WORK INSTRUCTIONS: Please reproduce every line of the records below, requests included, scaling each x and y pixel coordinate in the answers by 1.25 and rounding to the nearest whole number, with halves going up. Leave the pictures out of your answer.
== DATASET ==
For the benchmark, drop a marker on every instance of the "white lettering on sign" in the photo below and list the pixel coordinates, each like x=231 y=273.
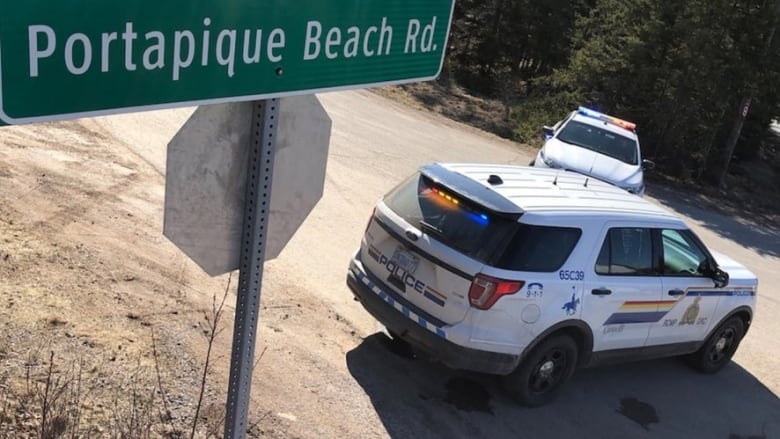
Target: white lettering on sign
x=35 y=54
x=80 y=50
x=425 y=39
x=336 y=46
x=175 y=51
===
EXERCISE RESPONSE:
For the benchmark, drop a marker on every instance of the "white lettering on sign" in the photo below and list the pixel coordinates, each like x=231 y=273.
Target: white lettering on sign
x=44 y=68
x=100 y=63
x=531 y=49
x=420 y=58
x=219 y=64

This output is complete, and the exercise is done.